Goal:
Copy every line of the data below word for word, with no changes.

Data lines:
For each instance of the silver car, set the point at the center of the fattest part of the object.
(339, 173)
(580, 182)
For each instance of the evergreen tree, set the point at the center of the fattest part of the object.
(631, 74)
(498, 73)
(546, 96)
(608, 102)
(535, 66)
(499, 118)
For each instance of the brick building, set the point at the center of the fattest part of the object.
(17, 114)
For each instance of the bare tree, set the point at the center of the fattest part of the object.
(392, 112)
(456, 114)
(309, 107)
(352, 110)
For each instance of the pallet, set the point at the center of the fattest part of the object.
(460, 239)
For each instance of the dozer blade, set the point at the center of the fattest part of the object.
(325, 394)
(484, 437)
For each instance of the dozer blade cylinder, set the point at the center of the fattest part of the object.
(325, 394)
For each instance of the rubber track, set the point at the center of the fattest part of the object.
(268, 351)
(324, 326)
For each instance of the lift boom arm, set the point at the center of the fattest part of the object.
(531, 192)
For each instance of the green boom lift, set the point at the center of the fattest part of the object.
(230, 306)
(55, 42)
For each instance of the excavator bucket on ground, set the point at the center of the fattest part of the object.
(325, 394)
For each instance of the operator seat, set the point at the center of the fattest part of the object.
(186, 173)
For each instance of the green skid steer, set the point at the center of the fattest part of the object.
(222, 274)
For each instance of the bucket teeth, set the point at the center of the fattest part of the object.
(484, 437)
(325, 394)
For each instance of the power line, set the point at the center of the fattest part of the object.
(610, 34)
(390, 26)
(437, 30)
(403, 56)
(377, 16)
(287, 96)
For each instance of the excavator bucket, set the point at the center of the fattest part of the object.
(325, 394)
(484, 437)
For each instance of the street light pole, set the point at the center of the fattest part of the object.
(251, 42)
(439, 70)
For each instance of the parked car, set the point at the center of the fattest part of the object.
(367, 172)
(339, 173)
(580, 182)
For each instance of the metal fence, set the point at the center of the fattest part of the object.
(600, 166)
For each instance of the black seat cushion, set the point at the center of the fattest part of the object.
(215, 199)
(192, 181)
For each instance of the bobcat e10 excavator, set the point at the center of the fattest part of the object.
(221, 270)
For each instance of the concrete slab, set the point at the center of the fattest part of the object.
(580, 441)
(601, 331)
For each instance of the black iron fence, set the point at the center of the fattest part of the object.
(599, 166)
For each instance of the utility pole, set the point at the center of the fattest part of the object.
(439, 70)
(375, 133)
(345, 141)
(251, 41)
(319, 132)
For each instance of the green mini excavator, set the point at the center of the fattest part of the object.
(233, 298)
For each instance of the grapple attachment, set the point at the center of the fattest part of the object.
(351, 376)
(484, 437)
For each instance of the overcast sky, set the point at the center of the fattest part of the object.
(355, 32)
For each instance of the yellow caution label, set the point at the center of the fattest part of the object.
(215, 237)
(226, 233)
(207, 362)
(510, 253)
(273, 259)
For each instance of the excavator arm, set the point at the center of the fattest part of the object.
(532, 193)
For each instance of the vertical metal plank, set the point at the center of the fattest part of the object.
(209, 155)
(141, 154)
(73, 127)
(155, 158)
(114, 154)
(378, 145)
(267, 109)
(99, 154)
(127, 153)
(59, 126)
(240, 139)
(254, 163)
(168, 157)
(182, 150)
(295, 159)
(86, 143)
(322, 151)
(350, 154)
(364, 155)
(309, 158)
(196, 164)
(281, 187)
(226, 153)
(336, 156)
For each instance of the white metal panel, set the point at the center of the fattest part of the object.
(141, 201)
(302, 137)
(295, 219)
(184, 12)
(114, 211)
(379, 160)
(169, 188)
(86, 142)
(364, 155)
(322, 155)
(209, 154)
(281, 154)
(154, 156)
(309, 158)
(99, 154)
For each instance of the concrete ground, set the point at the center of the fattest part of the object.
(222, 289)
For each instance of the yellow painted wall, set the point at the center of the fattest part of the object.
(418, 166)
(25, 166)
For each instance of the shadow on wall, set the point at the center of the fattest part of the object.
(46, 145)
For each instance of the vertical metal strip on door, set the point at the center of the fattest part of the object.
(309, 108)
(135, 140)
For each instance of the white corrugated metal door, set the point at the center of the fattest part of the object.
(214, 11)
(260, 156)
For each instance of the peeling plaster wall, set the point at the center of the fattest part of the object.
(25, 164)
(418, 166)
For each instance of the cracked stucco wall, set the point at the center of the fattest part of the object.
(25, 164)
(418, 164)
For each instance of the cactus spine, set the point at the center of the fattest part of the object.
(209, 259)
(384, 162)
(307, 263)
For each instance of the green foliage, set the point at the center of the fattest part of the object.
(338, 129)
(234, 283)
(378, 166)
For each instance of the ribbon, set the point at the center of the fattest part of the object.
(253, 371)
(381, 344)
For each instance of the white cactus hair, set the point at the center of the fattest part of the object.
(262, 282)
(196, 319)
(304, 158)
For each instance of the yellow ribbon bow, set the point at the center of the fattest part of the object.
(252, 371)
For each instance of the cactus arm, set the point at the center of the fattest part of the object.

Reply to the exercise:
For each instance of the silver car, set the point at the center of the fattest part of the object.
(339, 173)
(580, 182)
For each instance of the evergreen tree, set the point at the center of the fattest part of the object.
(631, 74)
(498, 73)
(546, 96)
(608, 102)
(535, 66)
(499, 118)
For each instance of the brick building, set the point at the center of the fattest part of the object.
(17, 114)
For each instance of the bare tree, set the point at the center of the fattest part of the object.
(392, 112)
(456, 114)
(309, 107)
(352, 110)
For each instance of the pallet, set the point at the center of the fattest part of the object.
(460, 239)
For each instance of the dozer blade, set the point at the center of the fattest part of the object.
(325, 394)
(484, 437)
For each instance of the dozer blade cylinder, set the point at the center of the fattest part of the object.
(325, 394)
For each instance of the rubber track, set the point at the center of the fattest part of the object.
(268, 351)
(324, 326)
For each instance of the lift boom arm, set the point at the center of the fattest part of the object.
(531, 192)
For each instance of the green boom lift, set the point at the center of the fattest part of the object.
(230, 306)
(55, 42)
For each instance of the excavator bucket on ground, set the point at the center of the fattest part of the object.
(325, 394)
For each instance of the operator seat, set the point at the center of the fattest part of the object.
(186, 173)
For each instance of the green skid steer, set the point at the center of the fattest part of the object.
(222, 274)
For each instance of the bucket teeth, set the point at the center of the fattest part of the object.
(484, 437)
(325, 394)
For each instance of the power line, set the point at the center of the fattest part of the object.
(610, 34)
(390, 26)
(437, 30)
(403, 56)
(377, 16)
(287, 96)
For each instance of the excavator bucket, set the point at the center of the fattest part of the object.
(325, 394)
(484, 437)
For each instance of the street light pole, set the point at the center of the fattest part of the object.
(251, 42)
(439, 70)
For each instance of the parked car, set the point at the center of the fattest part of the object.
(367, 172)
(339, 173)
(580, 182)
For each instance of the metal fence, set the point at the center of the fattest part of the object.
(600, 166)
For each instance of the black seat cushion, set the point at the center of the fattest part of the object.
(215, 199)
(192, 181)
For each instance of the bobcat e10 excavator, set the point at the center of the fattest part of the object.
(221, 270)
For each instance of the concrete slab, set the point at the center of the fattest part of the object.
(580, 441)
(601, 331)
For each instance of the black iron fence, set the point at the center of the fattest part of the object.
(599, 166)
For each instance of the utility pole, set the point at the center of the fattest part of the object.
(439, 70)
(375, 133)
(345, 141)
(251, 41)
(319, 132)
For each instance of the green mini excavator, set the point at the center of the fattest part of the object.
(233, 298)
For each instance of the grapple attachment, set the point at the center of the fattest part of the object.
(351, 376)
(484, 437)
For each instance of the overcast sky, set the point at the center of the fattest part of the object.
(355, 32)
For each instance of the yellow caution label, set the point at the center of the fattest part of the object.
(215, 237)
(226, 233)
(207, 362)
(510, 253)
(273, 259)
For each instance of the excavator arm, set the point at the center of the fattest part of the object.
(532, 193)
For each instance of the vertical metal plank, set the point at the center of the fattest part of the object.
(209, 155)
(141, 154)
(73, 127)
(155, 158)
(114, 154)
(378, 145)
(267, 109)
(99, 154)
(127, 153)
(59, 126)
(240, 139)
(254, 163)
(168, 157)
(182, 150)
(295, 159)
(86, 143)
(322, 151)
(350, 154)
(364, 155)
(309, 158)
(196, 164)
(281, 187)
(226, 153)
(336, 156)
For each instance of the white metal panel, set the point at the center of the fattest part of the object.
(141, 201)
(302, 137)
(295, 219)
(184, 12)
(114, 211)
(379, 160)
(169, 188)
(86, 142)
(364, 155)
(322, 155)
(209, 154)
(281, 154)
(154, 156)
(309, 158)
(99, 154)
For each instance of the concrete ground, set the point at the center of the fattest part of the object.
(222, 289)
For each instance of the yellow painted wall, set the point at the center of the fattest part of the object.
(418, 166)
(25, 166)
For each instance of the shadow on wall, set the point at the center of the fattest part of the object.
(46, 145)
For each instance of the vertical metal strip on door, set the point at the center of the fattest part of the object.
(309, 108)
(135, 140)
For each instance of the white corrugated metal door, set the point at the center of the fattest part of the object.
(214, 11)
(260, 156)
For each instance of the peeling plaster wall, set the point at the center of the fattest part of the object.
(25, 164)
(418, 166)
For each instance of the cracked stucco wall, set the point at the center of the fattest part of the object.
(25, 164)
(418, 164)
For each instance of the cactus spine, set the point at the center of the fattest part of the object.
(209, 259)
(384, 162)
(307, 263)
For each instance of the green foliage, set the point at the center of the fattest part of the object.
(338, 129)
(234, 283)
(378, 166)
For each instance of the ribbon, set the point at the center of the fattest part of the object.
(253, 371)
(381, 344)
For each instance of the white cactus hair, set the point at the center of the fattest part of the object.
(262, 282)
(196, 319)
(304, 158)
For each instance of the yellow ribbon bow, set the point at the center of the fattest part of the object.
(252, 371)
For each instance of the cactus arm, set the point at the center of the fattest part of the object.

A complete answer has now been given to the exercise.